_Extract to read_.
---------------

I spoke to the students at Edithvale Primary School this morning about ethics and sustainability in fashion, so I had to come up with a theory that twelve-year-olds would remember and understand, but it’s a method that everyone should shop by. I’ve coined it, ‘The Three M’s’, and it’s a theory that will eliminate any confusion you might have about the piety of a piece clothing.

Firstly, start with where a garment is MADE, and you can do this by heading straight for the garment label. It is a legal requirement in Australia to have each piece of clothing tagged with its country of origin, so it's black and white. If it’s made in Australia, that’s a great start because you know it’s been made in safe conditions by someone who’s being paid an award wage. If it’s made in India or China, that usually means it’s been made by someone who’s not paid much at all, working in dangerous and inhumane conditions. It’s a blanket statement because there are a select few labels who work closely with small communities in third world countries building ethical supply chains, but this is a rarity. The International Labour Organisation estimates that 170 million children are engaged in slave labour making textiles and garments to satisfy the demand of the fast fashion industry. When it comes to a garment’s country of origin, it’s simple – buy Australian made.

The second factor to consider is what MATERIALS have been used, and it’s also a legal requirement to have this listed on the clothing tag. The types of fabrics and materials will tell you how much of an environmental impact the garment has had during the production phase, how much of an impact it will have while it’s being worn and washed, and what kind of an impact it will have when you decide to get rid of it. Natural and renewal fibres like bamboo, wool and linen are much more environmentally friendly than synthetic fibres like lycra, polyester and nylon, which are made from non-renewable resources and petrochemicals. Polyester requires more than double the energy of conventional cotton to produce, and harmful chemicals and carcinogens are used which leak into the waterways and dissipate into the air during production causing significant environmental damage. When synthetic fabrics eventually decompose in landfill, they leak these chemicals straight into the soil and into waterways.

The third factor to consider is how MUCH you’re paying for a garment, and the cost of a piece of clothing will often reflect the conditions in which it has been made. Let’s use a cotton t-shirt as an example and start from the beginning of its lifecycle; cotton has to be farmed, harvested, de-seeded, carded, spun and then woven into fabric, and the fabric then needs to be dyed, treated, cut and rolled, all which is a costly process. A designer then spends hours working out the t-shirt’s fit, construction, details and colours, before moving into the production phase where a pattern needs to be made for a sample garment. The sample then needs to be fitted and re-made before a final garment is approved for manufacturing. The t-shirt then moves into the distribution phase, and if it has been made in India, it needs to be imported to Australia, so non-renewable fossil fuels are used in transportation and carbon emissions are generated. Hundreds of kilograms of plastic and packaging are also used to meet Australia's strict customs requirements, and every person who has touched it thus far has a wage to be paid. When it finally makes it into the retail environment, this t-shirt has to be merchandised in a store that is operated by staff who have wages to be paid, and the store has a rental lease to cover, and there’s the cost of labelling, swing tags, store bags and the rest. If you’re standing in a store and thinking about buying this t-shirt and it costs less than $50, don’t do it. If you think about every single step of the garment lifecycle that occurs even before you buy it, and all the wages, the time, the materials, the costs, the everything – it is not possible that a $50 t-shirt has been made in an ethical environment, and the people who have slaved to make this t-shirt most certainly haven't been paid a fair wage.

---------------

_What you need to do_. In the text on ethical clothing, which processing steps does cotton go through to become fabric? The listing is separate material, unconnected to the text on ethical clothing.

---------------

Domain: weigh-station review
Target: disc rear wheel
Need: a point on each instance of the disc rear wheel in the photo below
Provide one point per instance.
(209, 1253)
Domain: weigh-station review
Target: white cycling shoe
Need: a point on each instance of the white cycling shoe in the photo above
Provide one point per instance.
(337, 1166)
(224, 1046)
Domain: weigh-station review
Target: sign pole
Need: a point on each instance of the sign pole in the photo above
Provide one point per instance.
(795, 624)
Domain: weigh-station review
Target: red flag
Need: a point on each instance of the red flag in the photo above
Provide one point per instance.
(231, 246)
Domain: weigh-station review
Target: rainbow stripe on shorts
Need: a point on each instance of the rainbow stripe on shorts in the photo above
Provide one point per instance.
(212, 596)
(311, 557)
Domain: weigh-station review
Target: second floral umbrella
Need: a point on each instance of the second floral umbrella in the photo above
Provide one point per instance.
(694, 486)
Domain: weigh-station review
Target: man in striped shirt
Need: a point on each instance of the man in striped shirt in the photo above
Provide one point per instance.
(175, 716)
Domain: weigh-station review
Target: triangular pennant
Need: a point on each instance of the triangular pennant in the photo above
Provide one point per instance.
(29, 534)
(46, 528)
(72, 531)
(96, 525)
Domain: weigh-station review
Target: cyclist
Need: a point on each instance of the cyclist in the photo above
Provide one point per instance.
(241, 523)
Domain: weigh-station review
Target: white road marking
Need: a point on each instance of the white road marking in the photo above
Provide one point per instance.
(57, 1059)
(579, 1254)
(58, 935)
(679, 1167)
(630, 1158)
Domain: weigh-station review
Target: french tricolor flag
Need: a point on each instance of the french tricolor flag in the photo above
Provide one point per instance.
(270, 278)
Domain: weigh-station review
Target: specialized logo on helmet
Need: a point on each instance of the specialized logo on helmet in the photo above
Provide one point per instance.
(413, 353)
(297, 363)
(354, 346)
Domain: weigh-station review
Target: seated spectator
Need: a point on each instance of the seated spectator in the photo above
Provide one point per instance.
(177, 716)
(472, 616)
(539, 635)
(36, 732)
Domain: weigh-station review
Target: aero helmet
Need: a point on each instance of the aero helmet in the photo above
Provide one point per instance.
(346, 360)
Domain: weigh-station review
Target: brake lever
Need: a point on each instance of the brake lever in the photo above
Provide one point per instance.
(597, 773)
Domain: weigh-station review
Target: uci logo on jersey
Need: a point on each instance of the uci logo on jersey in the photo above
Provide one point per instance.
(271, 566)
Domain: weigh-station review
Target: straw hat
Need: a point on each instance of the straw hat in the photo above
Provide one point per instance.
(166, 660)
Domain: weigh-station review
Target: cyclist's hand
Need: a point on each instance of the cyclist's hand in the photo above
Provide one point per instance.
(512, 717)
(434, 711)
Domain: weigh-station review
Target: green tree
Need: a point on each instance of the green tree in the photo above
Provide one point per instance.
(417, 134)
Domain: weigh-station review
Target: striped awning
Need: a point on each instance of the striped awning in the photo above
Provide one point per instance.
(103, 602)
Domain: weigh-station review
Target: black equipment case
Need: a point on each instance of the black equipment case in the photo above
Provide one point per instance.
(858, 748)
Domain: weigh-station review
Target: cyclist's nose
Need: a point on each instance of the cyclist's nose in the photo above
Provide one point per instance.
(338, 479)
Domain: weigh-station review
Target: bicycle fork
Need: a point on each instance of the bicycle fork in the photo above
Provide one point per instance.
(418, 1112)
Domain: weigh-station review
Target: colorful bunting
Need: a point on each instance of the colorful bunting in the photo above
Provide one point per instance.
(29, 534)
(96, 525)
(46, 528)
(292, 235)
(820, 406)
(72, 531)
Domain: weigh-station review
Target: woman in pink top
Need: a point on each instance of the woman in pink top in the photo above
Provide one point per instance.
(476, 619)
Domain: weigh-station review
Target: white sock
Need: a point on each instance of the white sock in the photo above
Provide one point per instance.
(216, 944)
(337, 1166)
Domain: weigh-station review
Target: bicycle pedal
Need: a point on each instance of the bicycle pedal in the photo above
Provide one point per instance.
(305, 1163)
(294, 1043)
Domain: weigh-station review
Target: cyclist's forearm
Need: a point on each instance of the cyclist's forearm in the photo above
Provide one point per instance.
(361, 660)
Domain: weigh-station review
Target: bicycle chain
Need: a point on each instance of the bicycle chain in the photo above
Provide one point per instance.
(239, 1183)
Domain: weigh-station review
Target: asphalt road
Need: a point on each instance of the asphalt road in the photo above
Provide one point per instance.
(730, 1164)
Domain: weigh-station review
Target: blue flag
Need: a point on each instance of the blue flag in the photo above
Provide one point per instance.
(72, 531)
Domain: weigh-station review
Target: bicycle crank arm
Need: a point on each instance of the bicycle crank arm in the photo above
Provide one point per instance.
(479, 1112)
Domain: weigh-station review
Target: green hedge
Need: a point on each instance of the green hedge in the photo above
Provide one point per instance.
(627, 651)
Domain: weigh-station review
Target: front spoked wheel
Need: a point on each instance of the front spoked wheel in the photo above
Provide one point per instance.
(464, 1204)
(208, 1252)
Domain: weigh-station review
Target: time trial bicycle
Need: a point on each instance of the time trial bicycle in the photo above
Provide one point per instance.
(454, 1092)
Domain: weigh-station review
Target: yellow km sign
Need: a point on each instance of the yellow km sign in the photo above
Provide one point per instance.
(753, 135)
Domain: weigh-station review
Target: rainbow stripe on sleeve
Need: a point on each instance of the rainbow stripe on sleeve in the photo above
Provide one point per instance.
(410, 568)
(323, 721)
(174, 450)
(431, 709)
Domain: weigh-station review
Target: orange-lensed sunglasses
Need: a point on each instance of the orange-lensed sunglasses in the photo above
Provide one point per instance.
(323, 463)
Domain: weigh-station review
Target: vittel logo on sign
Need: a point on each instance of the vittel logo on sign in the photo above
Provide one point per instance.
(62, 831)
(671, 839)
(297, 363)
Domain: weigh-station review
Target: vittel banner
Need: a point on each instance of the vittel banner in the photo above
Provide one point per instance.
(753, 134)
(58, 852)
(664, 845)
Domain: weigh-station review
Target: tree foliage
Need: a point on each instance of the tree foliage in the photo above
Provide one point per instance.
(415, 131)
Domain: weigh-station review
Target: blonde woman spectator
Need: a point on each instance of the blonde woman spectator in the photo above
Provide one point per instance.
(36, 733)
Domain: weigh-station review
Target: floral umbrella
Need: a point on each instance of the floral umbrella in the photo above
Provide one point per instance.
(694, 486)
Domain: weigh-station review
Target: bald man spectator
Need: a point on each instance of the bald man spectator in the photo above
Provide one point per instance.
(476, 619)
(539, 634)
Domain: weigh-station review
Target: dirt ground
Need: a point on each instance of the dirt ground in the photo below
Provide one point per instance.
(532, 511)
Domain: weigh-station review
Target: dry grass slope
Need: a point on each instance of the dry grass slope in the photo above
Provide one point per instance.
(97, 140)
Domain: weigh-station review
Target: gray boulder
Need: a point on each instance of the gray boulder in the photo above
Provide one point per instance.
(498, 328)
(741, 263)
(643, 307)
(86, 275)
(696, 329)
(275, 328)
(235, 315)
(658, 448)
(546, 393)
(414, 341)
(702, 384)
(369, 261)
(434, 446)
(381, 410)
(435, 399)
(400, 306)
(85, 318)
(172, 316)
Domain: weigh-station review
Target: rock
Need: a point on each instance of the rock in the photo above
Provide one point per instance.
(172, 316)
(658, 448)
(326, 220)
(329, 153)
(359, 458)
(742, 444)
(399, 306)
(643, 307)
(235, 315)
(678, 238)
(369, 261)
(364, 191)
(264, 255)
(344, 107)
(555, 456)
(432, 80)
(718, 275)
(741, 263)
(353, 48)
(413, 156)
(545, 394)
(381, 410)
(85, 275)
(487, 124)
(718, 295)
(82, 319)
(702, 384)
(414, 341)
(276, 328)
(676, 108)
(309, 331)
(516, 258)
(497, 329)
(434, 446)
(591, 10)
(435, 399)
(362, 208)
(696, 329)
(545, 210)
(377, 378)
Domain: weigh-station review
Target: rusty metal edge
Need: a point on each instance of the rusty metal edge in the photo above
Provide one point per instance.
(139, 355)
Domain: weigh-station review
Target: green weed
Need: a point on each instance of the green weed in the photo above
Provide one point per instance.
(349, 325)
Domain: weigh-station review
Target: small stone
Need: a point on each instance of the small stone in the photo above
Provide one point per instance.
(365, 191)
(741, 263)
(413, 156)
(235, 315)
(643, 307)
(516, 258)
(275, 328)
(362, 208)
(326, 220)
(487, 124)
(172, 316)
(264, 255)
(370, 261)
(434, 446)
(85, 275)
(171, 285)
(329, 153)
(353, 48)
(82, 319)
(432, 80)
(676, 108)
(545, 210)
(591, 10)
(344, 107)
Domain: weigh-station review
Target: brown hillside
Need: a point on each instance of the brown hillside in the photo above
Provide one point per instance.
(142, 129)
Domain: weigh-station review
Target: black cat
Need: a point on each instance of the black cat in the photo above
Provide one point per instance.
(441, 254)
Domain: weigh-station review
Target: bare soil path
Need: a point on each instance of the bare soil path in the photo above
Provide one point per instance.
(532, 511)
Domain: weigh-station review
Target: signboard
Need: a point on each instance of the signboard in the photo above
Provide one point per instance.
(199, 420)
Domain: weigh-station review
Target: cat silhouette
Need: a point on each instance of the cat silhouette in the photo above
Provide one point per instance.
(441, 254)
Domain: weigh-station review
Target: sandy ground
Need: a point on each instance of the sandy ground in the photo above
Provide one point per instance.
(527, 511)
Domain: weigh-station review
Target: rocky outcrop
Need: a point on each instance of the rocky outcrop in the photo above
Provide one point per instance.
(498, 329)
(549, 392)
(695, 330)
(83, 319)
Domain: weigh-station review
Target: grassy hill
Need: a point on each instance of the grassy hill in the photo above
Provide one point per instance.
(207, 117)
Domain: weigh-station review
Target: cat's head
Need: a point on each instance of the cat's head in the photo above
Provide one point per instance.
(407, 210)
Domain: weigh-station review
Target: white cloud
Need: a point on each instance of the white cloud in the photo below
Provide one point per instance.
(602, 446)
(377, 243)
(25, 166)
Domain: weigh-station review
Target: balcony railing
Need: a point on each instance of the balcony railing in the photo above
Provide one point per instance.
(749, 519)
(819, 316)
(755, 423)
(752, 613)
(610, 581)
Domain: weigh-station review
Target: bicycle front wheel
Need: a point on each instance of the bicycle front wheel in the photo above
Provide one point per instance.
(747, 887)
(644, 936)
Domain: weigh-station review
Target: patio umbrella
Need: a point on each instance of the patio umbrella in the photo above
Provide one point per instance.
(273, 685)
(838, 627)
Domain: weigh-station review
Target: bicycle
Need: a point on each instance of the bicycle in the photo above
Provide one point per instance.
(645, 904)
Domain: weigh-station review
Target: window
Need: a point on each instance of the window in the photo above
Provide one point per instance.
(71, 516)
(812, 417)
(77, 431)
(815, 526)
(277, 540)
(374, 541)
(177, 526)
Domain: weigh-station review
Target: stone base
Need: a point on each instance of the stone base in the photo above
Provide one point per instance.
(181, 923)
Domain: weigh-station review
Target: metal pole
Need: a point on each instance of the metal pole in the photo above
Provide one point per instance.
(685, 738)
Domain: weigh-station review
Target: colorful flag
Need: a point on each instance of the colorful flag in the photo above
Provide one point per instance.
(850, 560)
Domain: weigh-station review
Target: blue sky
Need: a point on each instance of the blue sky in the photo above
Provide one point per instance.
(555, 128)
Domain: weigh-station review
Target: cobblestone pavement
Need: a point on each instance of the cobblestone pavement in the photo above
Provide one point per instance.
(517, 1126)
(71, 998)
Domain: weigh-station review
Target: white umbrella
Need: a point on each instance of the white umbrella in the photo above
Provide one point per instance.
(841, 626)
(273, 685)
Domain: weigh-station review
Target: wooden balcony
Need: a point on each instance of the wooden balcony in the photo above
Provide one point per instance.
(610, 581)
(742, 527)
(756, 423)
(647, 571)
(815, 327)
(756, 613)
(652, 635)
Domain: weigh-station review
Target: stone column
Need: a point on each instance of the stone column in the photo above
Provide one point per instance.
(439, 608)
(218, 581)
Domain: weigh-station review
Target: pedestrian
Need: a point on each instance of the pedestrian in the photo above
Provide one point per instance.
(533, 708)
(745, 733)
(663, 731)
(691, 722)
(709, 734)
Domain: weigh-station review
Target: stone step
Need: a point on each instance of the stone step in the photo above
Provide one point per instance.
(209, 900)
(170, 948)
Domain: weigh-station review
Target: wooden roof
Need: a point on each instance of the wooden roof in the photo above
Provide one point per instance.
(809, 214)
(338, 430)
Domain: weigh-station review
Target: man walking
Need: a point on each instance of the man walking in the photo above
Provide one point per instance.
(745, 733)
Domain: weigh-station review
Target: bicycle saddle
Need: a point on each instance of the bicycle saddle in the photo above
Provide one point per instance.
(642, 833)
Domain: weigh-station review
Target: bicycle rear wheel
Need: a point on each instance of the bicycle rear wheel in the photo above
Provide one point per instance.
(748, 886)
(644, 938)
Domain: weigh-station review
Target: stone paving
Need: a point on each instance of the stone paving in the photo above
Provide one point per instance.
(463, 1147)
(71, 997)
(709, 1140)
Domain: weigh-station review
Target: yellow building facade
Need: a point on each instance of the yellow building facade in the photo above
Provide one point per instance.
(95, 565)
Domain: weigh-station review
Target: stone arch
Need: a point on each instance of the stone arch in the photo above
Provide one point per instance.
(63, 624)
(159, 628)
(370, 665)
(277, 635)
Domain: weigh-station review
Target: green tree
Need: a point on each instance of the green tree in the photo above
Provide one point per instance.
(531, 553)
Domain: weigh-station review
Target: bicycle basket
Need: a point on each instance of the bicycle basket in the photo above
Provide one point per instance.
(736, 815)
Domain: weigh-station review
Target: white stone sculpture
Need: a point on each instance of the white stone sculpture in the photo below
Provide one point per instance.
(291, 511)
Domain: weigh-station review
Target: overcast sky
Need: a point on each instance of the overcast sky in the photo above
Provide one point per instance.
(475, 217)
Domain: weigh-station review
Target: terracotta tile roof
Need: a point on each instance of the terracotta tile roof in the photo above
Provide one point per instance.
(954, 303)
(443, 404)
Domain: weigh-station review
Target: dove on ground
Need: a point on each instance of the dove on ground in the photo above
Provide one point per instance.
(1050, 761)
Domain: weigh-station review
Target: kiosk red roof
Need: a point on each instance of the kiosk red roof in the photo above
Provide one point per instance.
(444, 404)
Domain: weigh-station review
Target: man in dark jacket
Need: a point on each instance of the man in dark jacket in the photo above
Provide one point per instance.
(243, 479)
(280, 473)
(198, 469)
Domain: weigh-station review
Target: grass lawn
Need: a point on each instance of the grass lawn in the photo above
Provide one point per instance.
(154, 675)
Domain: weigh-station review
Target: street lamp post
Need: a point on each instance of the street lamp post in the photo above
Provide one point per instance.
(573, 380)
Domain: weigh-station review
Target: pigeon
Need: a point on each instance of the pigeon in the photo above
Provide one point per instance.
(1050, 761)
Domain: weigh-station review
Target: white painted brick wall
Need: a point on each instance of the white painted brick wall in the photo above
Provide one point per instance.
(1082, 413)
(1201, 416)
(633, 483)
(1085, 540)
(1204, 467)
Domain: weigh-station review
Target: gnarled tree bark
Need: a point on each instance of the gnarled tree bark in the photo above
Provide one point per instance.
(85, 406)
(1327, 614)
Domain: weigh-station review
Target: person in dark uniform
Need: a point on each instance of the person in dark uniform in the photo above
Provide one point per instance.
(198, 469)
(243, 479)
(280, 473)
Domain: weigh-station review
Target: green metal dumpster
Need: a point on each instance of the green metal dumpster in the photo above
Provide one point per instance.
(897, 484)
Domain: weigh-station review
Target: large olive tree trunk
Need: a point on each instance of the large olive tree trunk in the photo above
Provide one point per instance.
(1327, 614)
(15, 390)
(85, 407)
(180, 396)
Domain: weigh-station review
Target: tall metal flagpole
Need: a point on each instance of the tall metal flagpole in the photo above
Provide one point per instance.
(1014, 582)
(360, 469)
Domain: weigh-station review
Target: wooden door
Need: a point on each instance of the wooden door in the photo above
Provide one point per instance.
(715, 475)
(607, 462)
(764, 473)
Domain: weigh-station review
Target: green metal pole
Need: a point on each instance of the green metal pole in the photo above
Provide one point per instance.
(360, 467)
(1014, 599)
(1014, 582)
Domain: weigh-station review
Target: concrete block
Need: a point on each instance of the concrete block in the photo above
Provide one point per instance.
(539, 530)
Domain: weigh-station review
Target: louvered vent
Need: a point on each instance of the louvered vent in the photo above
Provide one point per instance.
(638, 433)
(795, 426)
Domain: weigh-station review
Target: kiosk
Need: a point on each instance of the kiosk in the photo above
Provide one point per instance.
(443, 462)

---------------

_Result for this exercise_. Farmed, harvested, de-seeded, carded, spun, and woven into fabric.